→ **SOURCE TEXT**:
===============
On the systems side, Mirror‑SD maps the two models onto heterogeneous accelerators that are now common in modern SoCs. The high‑precision, throughput‑oriented target model runs on a GPU using Megatron‑style tensor parallelism (TP), preserving existing inference stacks and KV‑cache layouts. The draft model, which tolerates lower precision and benefits from high energy efficiency, runs on an NPU using the SPD architecture with a shallow depth and a small number of shards. Both pipelines execute in parallel: the GPU continues verification after emitting Top‑κ, while the NPU simultaneously builds the hypothesis tree. Communication between the devices is limited to the token‑level Top‑κ messages, eliminating cross‑device all‑reduce synchronizations.

Mathematically, the classic SD step latency is T_SD(γ)=T_draft(γ)+T_target(γ) because verification cannot start before the draft window is ready. Mirror‑SD’s parallelism changes the critical path to max(T_draft_reduced, T_target). Moreover, the probability that a corrected prefix already exists in the hypothesis tree, Ω_κ = ∑_{y∈Top‑κ} p_target(y), grows with κ and approaches 1 as κ→|V|. When Ω_κ is high, most corrections are satisfied by reusing pre‑computed branches, further reducing the effective draft work.
===============
→ **INFORMATION GIVEN**:
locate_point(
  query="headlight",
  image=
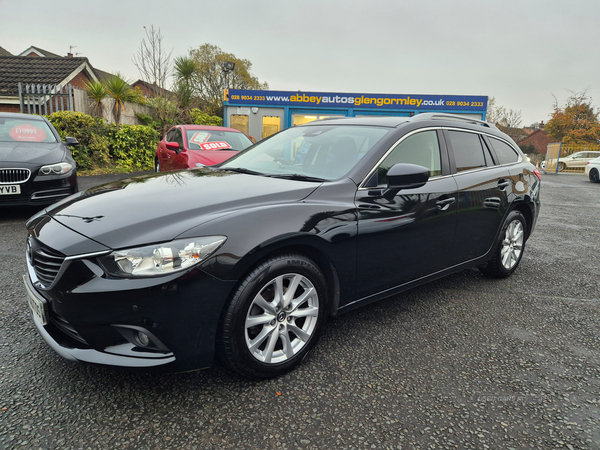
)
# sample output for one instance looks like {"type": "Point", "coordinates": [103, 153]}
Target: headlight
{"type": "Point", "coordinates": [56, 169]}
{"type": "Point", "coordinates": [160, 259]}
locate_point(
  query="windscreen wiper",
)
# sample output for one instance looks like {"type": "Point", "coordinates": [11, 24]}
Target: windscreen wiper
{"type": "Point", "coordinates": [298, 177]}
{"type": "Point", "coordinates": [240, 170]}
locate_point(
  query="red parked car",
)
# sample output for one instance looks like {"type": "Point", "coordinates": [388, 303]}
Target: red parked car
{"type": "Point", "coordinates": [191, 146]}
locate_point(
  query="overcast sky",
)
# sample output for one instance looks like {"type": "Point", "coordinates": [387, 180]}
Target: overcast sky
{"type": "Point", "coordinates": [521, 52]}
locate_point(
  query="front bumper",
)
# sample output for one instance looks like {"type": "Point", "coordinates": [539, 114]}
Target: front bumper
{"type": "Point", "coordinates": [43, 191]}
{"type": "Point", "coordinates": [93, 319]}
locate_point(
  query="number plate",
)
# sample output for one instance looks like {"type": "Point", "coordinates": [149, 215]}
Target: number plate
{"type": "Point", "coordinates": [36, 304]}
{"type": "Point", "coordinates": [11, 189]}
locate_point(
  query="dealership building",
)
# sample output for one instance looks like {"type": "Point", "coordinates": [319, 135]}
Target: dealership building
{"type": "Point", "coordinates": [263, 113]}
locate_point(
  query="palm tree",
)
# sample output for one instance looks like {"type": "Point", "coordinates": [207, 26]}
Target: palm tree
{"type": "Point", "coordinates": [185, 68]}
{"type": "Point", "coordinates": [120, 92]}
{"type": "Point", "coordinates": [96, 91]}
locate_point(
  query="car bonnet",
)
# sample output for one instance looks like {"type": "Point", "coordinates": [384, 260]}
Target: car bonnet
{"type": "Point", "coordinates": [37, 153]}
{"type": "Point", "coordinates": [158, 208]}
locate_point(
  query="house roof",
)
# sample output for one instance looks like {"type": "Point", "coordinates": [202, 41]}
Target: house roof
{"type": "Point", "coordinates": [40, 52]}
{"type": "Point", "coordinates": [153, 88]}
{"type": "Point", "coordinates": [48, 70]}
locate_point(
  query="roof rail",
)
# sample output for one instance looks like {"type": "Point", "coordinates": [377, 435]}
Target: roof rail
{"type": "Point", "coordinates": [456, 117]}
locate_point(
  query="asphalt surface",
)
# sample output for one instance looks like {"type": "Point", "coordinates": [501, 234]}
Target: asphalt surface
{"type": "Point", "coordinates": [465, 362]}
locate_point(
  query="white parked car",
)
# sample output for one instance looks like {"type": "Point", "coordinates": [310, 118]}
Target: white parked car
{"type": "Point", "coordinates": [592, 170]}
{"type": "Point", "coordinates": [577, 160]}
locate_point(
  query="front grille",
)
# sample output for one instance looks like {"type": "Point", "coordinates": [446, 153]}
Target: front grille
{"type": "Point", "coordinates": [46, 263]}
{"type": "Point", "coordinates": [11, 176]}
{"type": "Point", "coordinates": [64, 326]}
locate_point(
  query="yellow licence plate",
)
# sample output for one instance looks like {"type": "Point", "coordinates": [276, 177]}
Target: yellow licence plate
===============
→ **EXERCISE DESCRIPTION**:
Transcribe the passage of the Mirror-SD text from "Mathematically, the classic" to "effective draft work.".

→ **ANSWER SECTION**:
Mathematically, the classic SD step latency is T_SD(γ)=T_draft(γ)+T_target(γ) because verification cannot start before the draft window is ready. Mirror‑SD’s parallelism changes the critical path to max(T_draft_reduced, T_target). Moreover, the probability that a corrected prefix already exists in the hypothesis tree, Ω_κ = ∑_{y∈Top‑κ} p_target(y), grows with κ and approaches 1 as κ→|V|. When Ω_κ is high, most corrections are satisfied by reusing pre‑computed branches, further reducing the effective draft work.